═════ Supplied records

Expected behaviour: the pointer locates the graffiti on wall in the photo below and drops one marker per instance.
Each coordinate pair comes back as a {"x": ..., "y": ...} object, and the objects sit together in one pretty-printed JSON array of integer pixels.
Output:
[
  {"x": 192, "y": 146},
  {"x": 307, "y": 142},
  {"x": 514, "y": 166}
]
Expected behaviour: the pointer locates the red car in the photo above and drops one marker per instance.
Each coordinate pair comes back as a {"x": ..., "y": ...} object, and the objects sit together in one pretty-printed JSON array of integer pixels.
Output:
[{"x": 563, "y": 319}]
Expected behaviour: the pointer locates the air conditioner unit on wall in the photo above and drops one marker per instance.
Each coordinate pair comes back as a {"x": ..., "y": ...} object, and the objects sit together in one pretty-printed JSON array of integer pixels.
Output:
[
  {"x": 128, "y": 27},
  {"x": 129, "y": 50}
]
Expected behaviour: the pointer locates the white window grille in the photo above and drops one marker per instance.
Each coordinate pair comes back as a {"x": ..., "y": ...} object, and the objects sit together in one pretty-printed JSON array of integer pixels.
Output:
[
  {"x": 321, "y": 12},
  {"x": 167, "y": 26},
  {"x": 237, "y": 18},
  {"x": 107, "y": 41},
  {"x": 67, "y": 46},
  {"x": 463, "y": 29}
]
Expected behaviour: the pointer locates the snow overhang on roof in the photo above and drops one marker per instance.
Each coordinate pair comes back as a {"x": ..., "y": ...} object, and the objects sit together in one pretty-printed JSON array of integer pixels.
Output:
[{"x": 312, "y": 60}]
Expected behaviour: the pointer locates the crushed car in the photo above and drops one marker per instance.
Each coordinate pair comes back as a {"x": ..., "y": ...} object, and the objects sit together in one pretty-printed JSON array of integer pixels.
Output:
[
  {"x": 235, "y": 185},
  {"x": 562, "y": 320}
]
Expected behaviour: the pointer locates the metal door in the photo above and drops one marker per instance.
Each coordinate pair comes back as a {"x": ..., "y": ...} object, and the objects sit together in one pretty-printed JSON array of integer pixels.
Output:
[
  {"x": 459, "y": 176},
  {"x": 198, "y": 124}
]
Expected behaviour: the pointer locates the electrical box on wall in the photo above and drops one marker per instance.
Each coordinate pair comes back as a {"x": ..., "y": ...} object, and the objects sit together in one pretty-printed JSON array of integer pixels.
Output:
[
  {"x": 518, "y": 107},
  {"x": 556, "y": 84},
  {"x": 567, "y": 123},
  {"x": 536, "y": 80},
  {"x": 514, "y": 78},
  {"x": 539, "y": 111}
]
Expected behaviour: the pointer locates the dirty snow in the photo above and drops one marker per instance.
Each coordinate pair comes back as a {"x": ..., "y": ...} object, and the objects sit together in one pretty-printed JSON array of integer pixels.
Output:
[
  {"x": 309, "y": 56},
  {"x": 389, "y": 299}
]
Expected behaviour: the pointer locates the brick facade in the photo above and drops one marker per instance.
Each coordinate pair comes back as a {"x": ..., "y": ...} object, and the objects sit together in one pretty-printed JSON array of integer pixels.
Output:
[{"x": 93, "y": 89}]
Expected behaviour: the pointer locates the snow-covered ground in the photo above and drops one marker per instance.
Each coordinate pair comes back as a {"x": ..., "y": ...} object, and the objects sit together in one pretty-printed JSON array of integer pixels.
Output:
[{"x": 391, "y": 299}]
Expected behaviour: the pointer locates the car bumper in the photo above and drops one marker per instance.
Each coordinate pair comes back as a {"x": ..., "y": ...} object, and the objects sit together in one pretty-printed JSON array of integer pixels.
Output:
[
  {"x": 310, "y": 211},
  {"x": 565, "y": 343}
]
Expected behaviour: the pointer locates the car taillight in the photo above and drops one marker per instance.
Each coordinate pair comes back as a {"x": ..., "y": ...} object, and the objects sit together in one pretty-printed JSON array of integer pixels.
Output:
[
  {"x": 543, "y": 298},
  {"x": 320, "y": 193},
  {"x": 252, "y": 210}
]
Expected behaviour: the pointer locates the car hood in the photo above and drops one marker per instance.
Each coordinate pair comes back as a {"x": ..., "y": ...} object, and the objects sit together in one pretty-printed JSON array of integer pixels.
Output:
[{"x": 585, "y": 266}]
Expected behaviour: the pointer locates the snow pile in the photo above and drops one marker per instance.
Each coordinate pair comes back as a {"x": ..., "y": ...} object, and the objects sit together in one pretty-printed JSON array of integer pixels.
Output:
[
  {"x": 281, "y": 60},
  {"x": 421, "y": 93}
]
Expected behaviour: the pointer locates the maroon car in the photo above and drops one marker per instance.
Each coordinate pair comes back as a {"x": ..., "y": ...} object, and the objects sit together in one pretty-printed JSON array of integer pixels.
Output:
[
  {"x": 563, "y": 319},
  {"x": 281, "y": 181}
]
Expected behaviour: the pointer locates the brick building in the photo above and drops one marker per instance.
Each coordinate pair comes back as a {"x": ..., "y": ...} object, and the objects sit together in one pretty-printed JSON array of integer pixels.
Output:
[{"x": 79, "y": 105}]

══════════

### Exercise details:
Could you return exactly the stretch of the data above that starts at the line with "Expected behaviour: the pointer locates the snow-covered" and ends at the line with "Expected behaviour: the pointer locates the car taillight", both lines included?

### Answer for this exercise:
Expected behaviour: the pointer locates the snow-covered ground in the photo above and drops one marker per instance.
Each coordinate pair comes back as a {"x": ..., "y": ...} object, and the objects sit together in one pretty-printed JSON array of integer pixels.
Output:
[{"x": 391, "y": 299}]
Expected behaviour: the pointer locates the car bumper in the photo above and drops one marker per instance.
Each coordinate pair comes back as a {"x": ..., "y": ...} object, and the objects sit together in one pretty-printed JSON array of integer pixels.
Output:
[
  {"x": 310, "y": 211},
  {"x": 565, "y": 343}
]
Expected behaviour: the pointer locates the car taillight in the photo above and drops one marker per instance.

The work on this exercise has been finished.